__What you will do__:
[a] Using the CF paper patent text, state in one to three sentences what the abstract says distinguishes the claimed coating and how much of that material claim 1 requires.
[b] Please carry on the CF paper patent claims after claim 5.

__Document__:
..........

CF paper

Abstract

The invention concerns a CF paper comprising a base paper and a coating applied thereto, said coating containing at least one binding agent, at least one ink-absorbing agent, at least one coating pigment and conventional additives, and being characterised in that the at least one binding agent comprises a cross-linked biopolymeric material in the form of nanoparticles.

Claims

1. CF paper comprising a base paper and a coating applied thereto, which coating contains at least one binder, at least one developer, at least one coating pigment and at least one additive selected from dispersion agents, defoaming agents, crosslinking agents, rheology controlling agents, antioxidants, UV stabilizers, optical brighteners, lubricants, surfactants, and dyes, wherein the at least one binder comprises a crosslinked biopolymer material in the form of nanoparticles, and wherein said paper contains the crosslinked biopolymer material in the form of nanoparticles in an amount of from 7 to 25 wt. %, based on the overall weight of the coating.

2. CF paper according to claim 1, characterised in that the crosslinked biopolymer material in the form of nanoparticles has a degree of swelling of less than 2.

3. CF paper according to claim 1, characterised in that the crosslinked biopolymer material in the form of nanoparticles is a starch, a starch derivative or a polymer mixture comprising at least 50 wt. % starch or starch derivative.

4. CF paper according to claim 1, characterised in that the crosslinked biopolymer material in the form of nanoparticles has an average particle size of between 10 nm and 1000 nm.

5. CF paper according to claim 1, characterised in that the coating contains an additional binder.

..........

__Entries provided__:
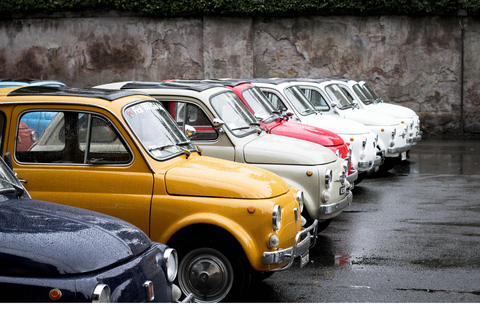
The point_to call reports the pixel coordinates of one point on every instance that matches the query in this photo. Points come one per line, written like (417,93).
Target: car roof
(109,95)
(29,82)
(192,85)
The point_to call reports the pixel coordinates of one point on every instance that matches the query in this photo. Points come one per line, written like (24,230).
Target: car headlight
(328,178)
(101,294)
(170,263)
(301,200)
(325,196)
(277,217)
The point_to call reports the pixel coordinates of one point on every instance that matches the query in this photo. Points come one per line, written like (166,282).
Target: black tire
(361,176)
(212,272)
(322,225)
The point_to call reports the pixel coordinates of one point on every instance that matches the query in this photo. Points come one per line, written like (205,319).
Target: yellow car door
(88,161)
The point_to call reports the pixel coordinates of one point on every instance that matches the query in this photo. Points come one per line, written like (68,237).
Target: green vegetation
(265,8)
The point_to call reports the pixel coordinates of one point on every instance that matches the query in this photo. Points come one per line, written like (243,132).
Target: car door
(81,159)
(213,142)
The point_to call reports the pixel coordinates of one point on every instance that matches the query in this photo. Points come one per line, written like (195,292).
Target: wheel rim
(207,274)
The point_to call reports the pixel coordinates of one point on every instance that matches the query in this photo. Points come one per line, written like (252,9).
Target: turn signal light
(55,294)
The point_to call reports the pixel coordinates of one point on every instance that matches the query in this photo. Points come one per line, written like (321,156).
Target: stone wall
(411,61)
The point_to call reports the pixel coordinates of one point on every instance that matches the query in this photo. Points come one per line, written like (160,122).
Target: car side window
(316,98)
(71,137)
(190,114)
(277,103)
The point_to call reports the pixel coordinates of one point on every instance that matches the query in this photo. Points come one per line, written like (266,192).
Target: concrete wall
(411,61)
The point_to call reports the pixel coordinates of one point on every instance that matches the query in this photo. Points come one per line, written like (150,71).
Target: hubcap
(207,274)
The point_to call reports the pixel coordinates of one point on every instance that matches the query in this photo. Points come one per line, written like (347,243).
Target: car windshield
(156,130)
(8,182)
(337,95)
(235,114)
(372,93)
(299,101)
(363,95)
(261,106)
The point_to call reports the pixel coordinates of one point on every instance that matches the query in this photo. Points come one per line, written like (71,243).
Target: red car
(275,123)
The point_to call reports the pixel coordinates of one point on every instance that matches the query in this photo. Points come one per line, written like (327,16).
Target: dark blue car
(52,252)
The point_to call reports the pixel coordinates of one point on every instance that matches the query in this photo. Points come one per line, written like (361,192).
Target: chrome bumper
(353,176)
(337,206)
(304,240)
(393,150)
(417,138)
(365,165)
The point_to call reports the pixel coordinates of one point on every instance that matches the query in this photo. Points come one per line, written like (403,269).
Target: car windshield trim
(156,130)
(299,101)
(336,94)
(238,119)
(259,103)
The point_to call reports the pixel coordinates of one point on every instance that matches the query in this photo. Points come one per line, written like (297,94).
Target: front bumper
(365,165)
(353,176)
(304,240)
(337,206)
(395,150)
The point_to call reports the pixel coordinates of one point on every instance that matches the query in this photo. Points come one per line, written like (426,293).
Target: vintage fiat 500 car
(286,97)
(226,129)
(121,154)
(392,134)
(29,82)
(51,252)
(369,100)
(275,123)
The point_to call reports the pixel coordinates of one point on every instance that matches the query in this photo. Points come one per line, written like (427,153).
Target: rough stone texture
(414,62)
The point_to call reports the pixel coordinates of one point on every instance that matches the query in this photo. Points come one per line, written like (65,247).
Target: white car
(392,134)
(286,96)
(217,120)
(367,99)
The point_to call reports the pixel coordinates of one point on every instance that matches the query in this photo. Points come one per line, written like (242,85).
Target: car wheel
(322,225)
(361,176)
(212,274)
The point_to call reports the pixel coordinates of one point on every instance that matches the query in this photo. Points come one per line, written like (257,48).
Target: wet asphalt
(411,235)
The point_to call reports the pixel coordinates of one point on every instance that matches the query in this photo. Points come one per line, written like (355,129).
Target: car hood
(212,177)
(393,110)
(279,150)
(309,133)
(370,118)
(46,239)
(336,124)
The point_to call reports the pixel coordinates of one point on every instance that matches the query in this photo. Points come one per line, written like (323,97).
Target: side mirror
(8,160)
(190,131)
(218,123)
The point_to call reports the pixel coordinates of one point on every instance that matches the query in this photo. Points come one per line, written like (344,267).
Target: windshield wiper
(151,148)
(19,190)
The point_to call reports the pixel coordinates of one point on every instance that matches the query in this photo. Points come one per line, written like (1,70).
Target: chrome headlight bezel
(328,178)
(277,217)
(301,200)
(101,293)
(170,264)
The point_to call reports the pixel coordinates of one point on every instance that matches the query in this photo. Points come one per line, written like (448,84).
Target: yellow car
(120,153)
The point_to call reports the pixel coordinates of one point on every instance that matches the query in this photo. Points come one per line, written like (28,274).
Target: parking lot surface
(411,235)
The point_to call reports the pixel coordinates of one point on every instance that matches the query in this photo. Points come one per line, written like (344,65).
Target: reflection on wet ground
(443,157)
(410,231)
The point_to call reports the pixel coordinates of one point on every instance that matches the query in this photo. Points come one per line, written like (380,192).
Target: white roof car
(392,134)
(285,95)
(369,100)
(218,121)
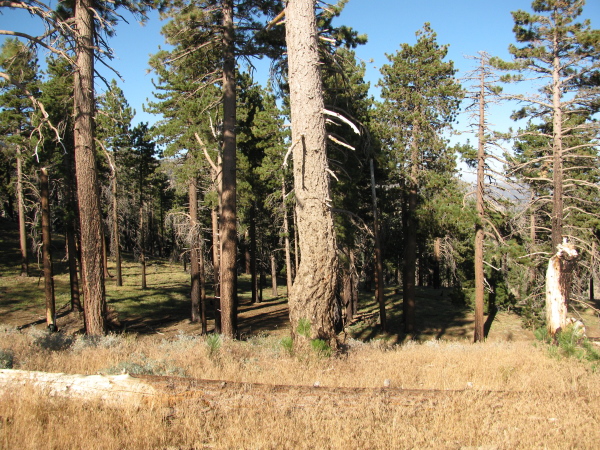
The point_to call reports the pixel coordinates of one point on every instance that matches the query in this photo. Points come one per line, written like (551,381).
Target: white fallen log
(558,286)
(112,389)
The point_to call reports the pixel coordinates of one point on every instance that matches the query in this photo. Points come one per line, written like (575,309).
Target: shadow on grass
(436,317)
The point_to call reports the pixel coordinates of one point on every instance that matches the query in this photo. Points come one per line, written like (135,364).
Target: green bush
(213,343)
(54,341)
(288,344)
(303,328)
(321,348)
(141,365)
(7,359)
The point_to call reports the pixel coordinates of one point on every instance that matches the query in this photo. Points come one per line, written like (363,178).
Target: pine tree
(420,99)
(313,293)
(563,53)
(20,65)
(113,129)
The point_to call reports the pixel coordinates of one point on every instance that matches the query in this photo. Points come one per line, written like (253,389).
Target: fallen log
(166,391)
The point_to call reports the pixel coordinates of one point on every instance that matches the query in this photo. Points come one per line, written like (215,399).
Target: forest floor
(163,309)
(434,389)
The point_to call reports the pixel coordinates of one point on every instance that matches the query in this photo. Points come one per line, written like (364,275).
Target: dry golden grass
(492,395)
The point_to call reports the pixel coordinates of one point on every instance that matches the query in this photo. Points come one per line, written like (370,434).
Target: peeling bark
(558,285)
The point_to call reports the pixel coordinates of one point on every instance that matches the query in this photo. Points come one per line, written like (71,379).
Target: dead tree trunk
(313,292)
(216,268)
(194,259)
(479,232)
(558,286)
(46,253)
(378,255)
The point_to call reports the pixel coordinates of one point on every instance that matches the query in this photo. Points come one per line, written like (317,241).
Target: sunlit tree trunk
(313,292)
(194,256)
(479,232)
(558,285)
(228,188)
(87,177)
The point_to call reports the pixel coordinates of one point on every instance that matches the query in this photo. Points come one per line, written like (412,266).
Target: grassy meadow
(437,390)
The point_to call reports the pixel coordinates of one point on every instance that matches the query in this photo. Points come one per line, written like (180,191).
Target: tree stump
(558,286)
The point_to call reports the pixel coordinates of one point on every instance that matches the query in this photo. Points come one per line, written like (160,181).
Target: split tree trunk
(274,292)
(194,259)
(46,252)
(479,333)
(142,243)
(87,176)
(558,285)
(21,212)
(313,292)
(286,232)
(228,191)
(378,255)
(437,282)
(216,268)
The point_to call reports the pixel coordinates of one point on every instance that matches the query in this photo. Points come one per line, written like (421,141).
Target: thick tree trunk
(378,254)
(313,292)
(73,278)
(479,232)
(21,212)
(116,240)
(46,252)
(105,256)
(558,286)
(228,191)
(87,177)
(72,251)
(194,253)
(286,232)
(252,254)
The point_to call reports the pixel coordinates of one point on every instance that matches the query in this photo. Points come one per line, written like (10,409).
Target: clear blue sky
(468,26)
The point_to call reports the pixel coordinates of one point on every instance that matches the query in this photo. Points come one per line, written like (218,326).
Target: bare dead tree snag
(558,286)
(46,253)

..........

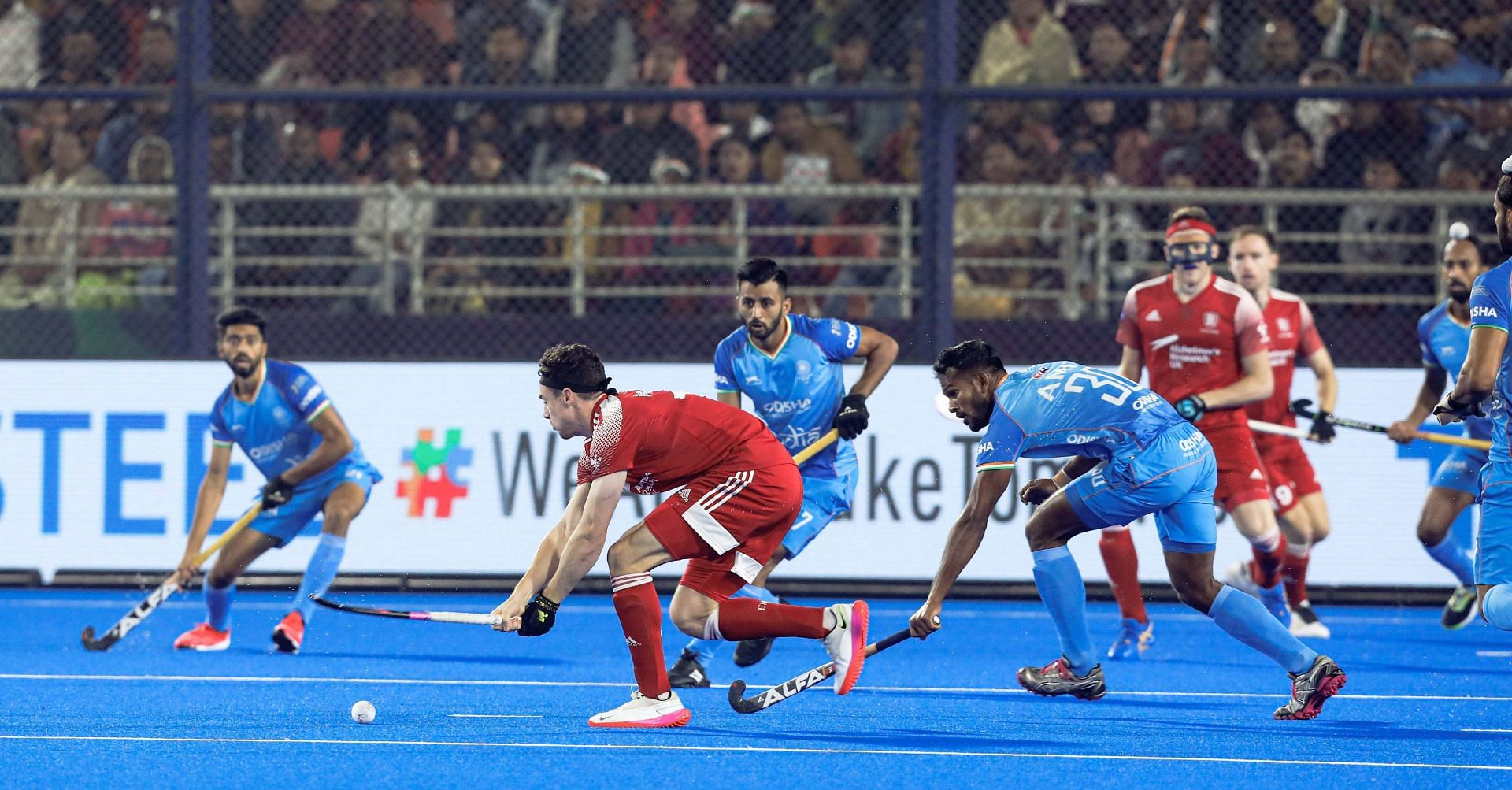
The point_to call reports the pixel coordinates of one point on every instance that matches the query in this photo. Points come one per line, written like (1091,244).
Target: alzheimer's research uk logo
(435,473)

..........

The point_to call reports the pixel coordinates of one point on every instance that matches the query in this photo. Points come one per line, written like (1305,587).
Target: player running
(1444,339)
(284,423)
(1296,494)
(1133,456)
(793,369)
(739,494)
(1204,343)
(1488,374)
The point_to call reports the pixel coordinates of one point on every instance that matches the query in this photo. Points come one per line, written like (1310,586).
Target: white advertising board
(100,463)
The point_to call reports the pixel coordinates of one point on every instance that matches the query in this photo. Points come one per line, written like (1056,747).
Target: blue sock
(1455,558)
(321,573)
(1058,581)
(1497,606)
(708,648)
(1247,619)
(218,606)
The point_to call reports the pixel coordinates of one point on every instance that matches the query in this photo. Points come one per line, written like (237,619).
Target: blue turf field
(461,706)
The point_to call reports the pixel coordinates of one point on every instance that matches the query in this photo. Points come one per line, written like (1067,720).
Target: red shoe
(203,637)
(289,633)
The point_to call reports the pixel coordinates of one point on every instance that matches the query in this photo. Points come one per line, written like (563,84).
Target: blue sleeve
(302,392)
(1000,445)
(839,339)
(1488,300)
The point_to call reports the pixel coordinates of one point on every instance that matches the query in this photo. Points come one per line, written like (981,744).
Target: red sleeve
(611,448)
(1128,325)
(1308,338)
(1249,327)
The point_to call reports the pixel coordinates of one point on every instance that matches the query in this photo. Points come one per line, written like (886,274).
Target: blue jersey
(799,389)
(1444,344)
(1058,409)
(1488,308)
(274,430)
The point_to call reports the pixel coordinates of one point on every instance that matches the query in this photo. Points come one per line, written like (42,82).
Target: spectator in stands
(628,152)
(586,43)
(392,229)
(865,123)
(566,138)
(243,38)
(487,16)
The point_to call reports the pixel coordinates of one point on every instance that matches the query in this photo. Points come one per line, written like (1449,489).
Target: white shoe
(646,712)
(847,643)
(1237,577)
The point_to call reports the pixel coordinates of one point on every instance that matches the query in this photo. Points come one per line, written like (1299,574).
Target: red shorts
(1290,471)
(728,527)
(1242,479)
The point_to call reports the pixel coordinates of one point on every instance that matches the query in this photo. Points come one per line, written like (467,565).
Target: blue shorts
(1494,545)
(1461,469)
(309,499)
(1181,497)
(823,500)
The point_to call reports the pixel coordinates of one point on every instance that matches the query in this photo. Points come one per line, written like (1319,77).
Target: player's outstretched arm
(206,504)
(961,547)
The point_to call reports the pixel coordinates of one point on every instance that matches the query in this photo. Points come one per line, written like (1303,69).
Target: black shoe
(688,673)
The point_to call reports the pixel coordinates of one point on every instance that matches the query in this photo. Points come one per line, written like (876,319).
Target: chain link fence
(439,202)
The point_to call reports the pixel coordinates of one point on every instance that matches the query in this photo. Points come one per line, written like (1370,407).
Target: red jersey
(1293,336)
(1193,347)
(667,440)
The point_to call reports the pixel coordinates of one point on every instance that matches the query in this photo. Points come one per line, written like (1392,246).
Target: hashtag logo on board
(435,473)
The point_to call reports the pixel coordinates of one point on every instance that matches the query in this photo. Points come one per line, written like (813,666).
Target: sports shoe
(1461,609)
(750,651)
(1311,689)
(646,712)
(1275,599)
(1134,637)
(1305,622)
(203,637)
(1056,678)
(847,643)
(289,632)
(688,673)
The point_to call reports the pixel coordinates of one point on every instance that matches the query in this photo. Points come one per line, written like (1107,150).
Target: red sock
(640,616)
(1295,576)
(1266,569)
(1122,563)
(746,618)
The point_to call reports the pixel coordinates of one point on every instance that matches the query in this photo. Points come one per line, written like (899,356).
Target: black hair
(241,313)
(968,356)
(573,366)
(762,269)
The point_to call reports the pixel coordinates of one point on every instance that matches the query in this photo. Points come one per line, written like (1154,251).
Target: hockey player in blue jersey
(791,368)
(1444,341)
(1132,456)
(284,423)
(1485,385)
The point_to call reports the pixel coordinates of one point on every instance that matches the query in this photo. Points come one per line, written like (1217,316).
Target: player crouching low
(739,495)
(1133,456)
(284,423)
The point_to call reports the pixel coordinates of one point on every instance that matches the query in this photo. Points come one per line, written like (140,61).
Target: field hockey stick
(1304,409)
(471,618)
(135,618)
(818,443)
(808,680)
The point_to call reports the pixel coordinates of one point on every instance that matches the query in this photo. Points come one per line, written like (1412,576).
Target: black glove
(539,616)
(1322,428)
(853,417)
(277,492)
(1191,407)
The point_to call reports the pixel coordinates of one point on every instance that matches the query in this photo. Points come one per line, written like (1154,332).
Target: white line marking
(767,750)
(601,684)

..........

__Response list__:
[a] The abstract says the coating is characterized by at least one binder that comprises a crosslinked biopolymer material in the form of nanoparticles. Claim 1 requires this material to make up 7 to 25 wt. % of the overall weight of the coating.

[b]
6. CF paper according to claim 5, characterised in that the additional binder is selected from the group consisting of native starches, modified starches, polyvinyl alcohol, styrene-butadiene latices (SB latices), and styrene-acrylate latices (SA latices).

7. CF paper according to claim 6, characterised in that the additional binder is a styrene-butadiene latex and/or a styrene-acrylate latex.

8. CF paper according to claim 5, characterised in that the crosslinked biopolymer material in the form of nanoparticles comprises from 2 to 99 wt. %, of the overall weight of the binders.

9. CF paper according to claim 1, characterised in that the developer is selected from the group consisting of zinc-doped phenolic resins and zinc salts of alkyl-arylated, salicylic acid derivatives or mixtures thereof.

10. CF paper according to claim 1, characterised in that the coating contains a styrene-butadiene latex and/or a styrene-acrylate latex as the additional binder, zinc salts of styrenated salicylic acid derivatives or zinc-doped phenolic resins as the developer, CaCO.sub.3 as the coating pigment, and at least one additive selected from dispersion agents, defoaming agents, crosslinking agents, rheology controlling agents, antioxidants, UV stabilizers, optical brighteners, lubricants, surfactants, and dyes.

11. CF paper according to claim 10, characterised in that the crosslinked biopolymer material in the form of nanoparticles comprises from 2 to 99 wt. %, of the overall weight of the binders.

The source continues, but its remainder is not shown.